Point annotation dataset records
━━━━━━━━━━━━━━━━━━━━
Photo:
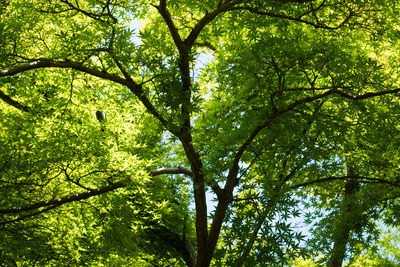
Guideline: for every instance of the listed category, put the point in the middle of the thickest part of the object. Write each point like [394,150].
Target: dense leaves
[198,133]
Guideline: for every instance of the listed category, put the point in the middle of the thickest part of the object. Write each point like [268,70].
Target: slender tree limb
[65,64]
[183,246]
[48,63]
[207,18]
[162,9]
[361,179]
[296,19]
[12,102]
[177,170]
[89,193]
[64,200]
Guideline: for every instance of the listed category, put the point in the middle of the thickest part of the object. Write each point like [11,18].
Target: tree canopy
[197,133]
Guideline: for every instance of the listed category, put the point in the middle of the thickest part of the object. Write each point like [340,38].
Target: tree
[112,136]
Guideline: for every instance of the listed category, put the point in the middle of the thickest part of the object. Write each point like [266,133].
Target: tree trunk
[346,221]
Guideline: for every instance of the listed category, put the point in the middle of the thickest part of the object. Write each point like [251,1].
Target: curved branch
[64,200]
[90,193]
[282,16]
[232,175]
[177,170]
[361,179]
[48,63]
[134,87]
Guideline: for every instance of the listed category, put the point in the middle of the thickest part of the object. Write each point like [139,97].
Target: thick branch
[183,246]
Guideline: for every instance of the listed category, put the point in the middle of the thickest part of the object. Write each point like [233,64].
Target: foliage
[121,120]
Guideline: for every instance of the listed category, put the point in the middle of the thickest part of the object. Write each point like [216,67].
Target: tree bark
[345,224]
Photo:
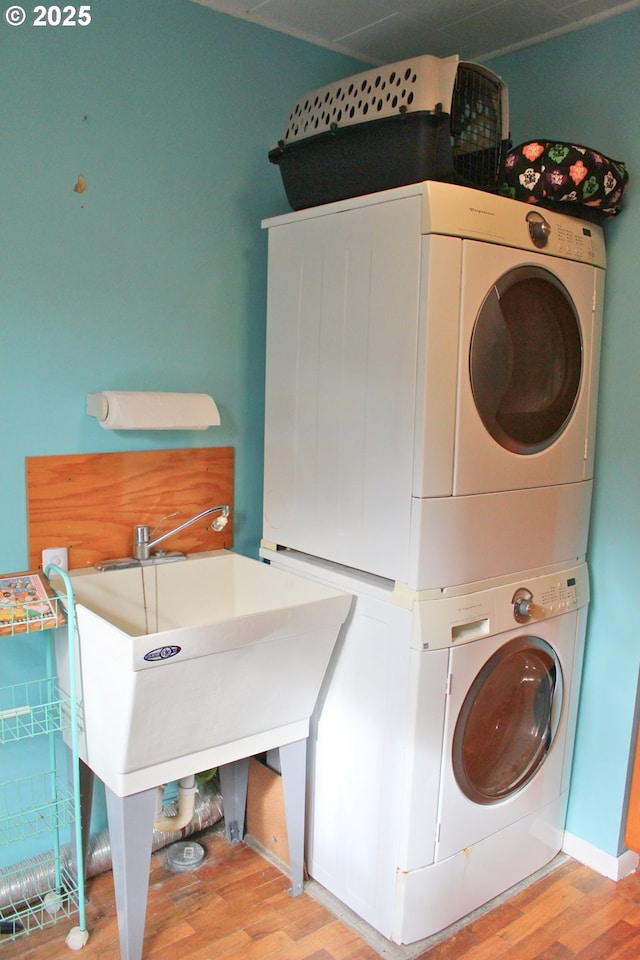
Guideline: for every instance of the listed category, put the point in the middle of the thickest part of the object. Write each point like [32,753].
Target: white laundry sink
━━━━━━━━━━━━━━━━━━━━
### WHAT IS EXPECTED
Write out all of the lines above again, offsetting every answer point by adding 80 to both of its coordinates and keeping everything else unchanged. Leave the pictures out.

### WRITTEN SOLUTION
Photo:
Guideline: for every instance of the listed category, put the point in the middle of the thickest part of the object. Write each point like [394,150].
Target: dense leaves
[278,213]
Guideline: for every instance of the listed category, put the point in the middle of the thickest part of the object. Write each point like [268,70].
Target: slender tree limb
[145,144]
[263,326]
[128,143]
[287,98]
[242,89]
[441,259]
[376,99]
[92,182]
[257,250]
[169,273]
[144,280]
Guideline: for every instance of the listed category, put the point in the middle of the thickest part of the object. Write each point like [11,18].
Target: tree canopy
[277,213]
Guideline: for every instance of the listed category, put the point in the middle of the thickest part of the object. Write each point like [340,38].
Target: tree
[192,216]
Guideline: for every instance of the listed category, put the point in the middle of the thickest part of the object. Write each point like [266,133].
Target: tree trunk
[426,301]
Guideline: for every instance of the listed category, put the point in the middle of the thickest part of the object. Write each point like [251,1].
Target: curved branch
[144,280]
[170,273]
[362,96]
[312,255]
[257,250]
[441,259]
[128,143]
[214,167]
Guideline: for every instance of the listed category, put the point in the middle of the thickest part of the object. Write each point like [139,97].
Target: thick branch
[263,326]
Guideline: for every instance of the listed category, put the point in the middle of the thickest part of the object. Write each point like [233,64].
Target: foliage
[201,200]
Guideline: for every instance of the listed category, put the point in the middle of the thickest part of the object. Write each point like [216,67].
Target: tree bark
[425,304]
Photo:
Guideline: for every instance of the listed category, put the point in the middle of the thickest part of the object. Write each point like [32,753].
Target: white laundry sink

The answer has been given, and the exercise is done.